**About this exercise**
Below are the entries to retype; reproduce each one exactly.

Saved data entries
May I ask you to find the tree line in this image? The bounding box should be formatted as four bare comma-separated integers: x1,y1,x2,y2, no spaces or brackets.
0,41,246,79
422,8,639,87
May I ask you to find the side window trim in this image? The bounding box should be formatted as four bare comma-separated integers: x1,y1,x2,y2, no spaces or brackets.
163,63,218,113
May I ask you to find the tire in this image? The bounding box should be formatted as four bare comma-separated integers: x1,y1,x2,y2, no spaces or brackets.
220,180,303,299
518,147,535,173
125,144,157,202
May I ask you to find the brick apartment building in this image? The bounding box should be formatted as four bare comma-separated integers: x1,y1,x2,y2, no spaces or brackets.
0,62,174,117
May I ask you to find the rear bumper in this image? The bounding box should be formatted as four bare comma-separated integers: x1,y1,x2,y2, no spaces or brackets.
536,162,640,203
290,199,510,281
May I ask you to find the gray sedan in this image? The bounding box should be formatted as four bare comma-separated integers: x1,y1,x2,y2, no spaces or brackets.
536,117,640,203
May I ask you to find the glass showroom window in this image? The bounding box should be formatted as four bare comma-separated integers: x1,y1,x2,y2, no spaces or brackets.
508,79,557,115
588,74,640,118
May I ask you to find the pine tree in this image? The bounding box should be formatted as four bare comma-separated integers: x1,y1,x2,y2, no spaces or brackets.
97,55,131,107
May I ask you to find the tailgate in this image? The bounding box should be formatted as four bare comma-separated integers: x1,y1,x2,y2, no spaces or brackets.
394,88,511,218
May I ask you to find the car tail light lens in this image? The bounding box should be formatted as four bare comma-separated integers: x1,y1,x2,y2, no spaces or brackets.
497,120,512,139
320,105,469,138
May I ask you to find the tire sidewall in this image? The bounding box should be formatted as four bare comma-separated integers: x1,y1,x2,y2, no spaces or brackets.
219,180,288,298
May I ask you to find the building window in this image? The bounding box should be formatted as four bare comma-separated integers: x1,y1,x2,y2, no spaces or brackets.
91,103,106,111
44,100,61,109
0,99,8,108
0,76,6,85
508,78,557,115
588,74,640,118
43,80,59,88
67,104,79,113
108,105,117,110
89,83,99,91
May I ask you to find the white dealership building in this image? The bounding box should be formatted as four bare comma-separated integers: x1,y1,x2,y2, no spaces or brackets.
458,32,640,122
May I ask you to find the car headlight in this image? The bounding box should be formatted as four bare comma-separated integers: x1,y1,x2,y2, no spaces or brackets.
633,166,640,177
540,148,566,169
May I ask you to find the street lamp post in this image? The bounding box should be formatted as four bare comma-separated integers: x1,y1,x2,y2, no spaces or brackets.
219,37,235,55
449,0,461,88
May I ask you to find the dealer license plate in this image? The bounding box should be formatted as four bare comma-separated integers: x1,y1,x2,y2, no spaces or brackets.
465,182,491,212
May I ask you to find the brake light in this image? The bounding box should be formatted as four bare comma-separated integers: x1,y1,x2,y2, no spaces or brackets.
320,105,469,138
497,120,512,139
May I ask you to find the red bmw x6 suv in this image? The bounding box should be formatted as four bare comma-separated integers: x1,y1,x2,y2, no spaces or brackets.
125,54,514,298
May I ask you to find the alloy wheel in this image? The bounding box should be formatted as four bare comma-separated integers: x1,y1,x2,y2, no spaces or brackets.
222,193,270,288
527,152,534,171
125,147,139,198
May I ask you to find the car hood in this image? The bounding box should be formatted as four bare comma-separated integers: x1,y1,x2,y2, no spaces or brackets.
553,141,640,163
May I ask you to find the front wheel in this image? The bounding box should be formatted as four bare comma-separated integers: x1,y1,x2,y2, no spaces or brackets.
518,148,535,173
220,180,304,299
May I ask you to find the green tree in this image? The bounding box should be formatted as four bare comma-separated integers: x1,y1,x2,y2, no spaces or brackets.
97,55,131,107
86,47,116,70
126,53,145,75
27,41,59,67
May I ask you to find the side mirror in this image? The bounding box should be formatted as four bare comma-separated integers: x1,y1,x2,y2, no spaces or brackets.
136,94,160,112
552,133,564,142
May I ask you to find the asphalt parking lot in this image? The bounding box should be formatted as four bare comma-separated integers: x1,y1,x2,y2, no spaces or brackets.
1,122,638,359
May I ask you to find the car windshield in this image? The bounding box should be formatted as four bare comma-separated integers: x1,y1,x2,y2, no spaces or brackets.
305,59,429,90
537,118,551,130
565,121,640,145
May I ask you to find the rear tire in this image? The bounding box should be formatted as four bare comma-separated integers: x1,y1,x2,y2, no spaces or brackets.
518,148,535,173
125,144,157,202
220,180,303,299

**Solution to this task**
May I ask you to find the tree line in this image? The bounding box should be formatted as four bare comma-separated integers: x1,y1,x2,y2, no spaces or brackets.
0,41,246,79
422,8,639,87
May I ask you to find the side window trim in this image? The bounding box should be formatted as four bare comma-separated integers: x1,y1,x2,y2, no spaces or brackets.
163,63,218,113
May I ask you to find the tire in this image? The bounding box should be formatted as four bare comma-separated integers: x1,y1,x2,y2, no spaces or brackets.
220,180,303,299
518,147,535,173
125,144,157,202
May I ask you to find the brick apartment building in this image? The bounding box should be formatted as four bare comma-separated integers: x1,y1,x2,y2, no spaces or brackets.
0,62,174,117
May I ask you to find the rear bumper in this image? The bounding box should be formatted as four bare comma-separated integers: x1,y1,x2,y2, no spaces or brackets.
536,162,640,203
290,199,510,281
May I ask you to find the gray sedan in this image? The bounding box should be formatted as four bare comma-separated integers: x1,y1,x2,y2, no spaces or brackets.
536,117,640,203
May I ask you to find the glass showroom window in this image? The bounding box should be formatted as four bare comma-separated integers: x1,y1,x2,y2, no spaces or brackets.
508,79,557,115
588,74,640,118
May I ask you to find the pine tree in this image? The bounding box should be formatted as four bare comma-separated integers: x1,y1,x2,y2, no spaces or brackets.
97,55,131,107
May I ask you to find the tailgate in this image? The bounding box should be formatted as four bare comma-separated integers: x1,y1,x2,y2, no spaces or brackets.
394,88,511,218
May I ask you to find the car tail light lens in this image? The bounding box should be formatted as four bare comma-separated integers: x1,y1,x2,y2, no spaces or brackets.
497,120,512,139
320,105,469,138
May I ask you to find the tire sidewall in this image? The bounding box should be formatted as four bare comma-separated integers: x1,y1,x2,y2, no spaces or brackets.
219,180,288,298
May I ask you to find the building window in this image? The bounding box should be formatted as four bare comma-separated integers: x1,y1,x2,y2, no spaces or brackets.
91,103,106,111
44,100,61,109
0,99,8,108
0,76,6,85
508,78,557,115
588,74,640,118
43,80,59,88
67,104,79,113
108,105,117,110
89,83,99,91
May I ask you to find the white dealership building in this image? The bounding box should be formatted as four bare comma-separated integers: x1,y1,x2,y2, no spaces or brackets.
458,32,640,122
May I ask you to find the car headlight in this image? The bounding box should be formatted as four bare comma-separated integers: x1,y1,x2,y2, no spaces or brackets.
633,166,640,177
540,148,566,169
May I ask you to find the street lamp post in this image? The bounding box should be formatted as four bare comma-separated integers: x1,y1,x2,y2, no spaces or brackets.
219,37,235,55
449,0,461,88
May I ask you to find the dealer license plate in this image? The bounding box should be formatted as four bare comma-separated integers: x1,y1,x2,y2, no spaces or brackets.
465,182,491,212
May I ask you to find the brake light in this image? The bounding box should be formatted as four bare comma-separated integers: x1,y1,x2,y2, no spaces or brackets.
320,105,469,138
497,120,512,139
May I ask you to find the red bmw x6 suv in this image? The bounding box should be formatted as four bare comma-separated integers: x1,y1,x2,y2, no spaces or brackets.
125,54,514,298
May I ask you to find the alloy wheel in this image? The bounding box should be formatted as four bare comma-separated integers: x1,y1,x2,y2, no spaces or brackets.
222,193,270,288
527,152,534,171
125,147,139,198
May I ask you to find the car hood in this image? The bounding box should be formatted as four bare comma-separated integers: x1,y1,x2,y2, no spaces or brackets.
553,141,640,163
May I ask you to find the front wheel in this image? The bounding box should be formatted as four bare comma-separated integers: x1,y1,x2,y2, no spaces or brackets.
518,148,535,173
220,180,304,299
May I ask you to find the green tree in this image? The bounding box should be formatted as four bare comma-separated integers: x1,y1,x2,y2, no spaces or brackets.
97,55,131,107
86,47,116,70
126,53,145,75
27,41,59,67
May I ask you to find the side mirror in this image? The bounding box should be formatted as four bare comma-separated integers: x1,y1,x2,y2, no spaces or brackets.
136,94,160,112
552,133,564,142
May I ask you to find the asphalt parking lot in this image? The bounding box should be formatted as four bare comma-separated integers: x1,y1,x2,y2, no spaces or brackets.
1,122,638,359
May I ask you to find the car windshield in this image? The bounding box should be formatted as four bare comma-separated integers: x1,y1,x2,y2, no spaces or brackets.
305,59,429,90
537,118,551,130
565,121,640,145
May I ask you to find the rear tire in this image? The bounding box should be formatted as four bare comma-separated integers: x1,y1,x2,y2, no spaces or brackets.
518,148,535,173
125,144,157,202
220,180,303,299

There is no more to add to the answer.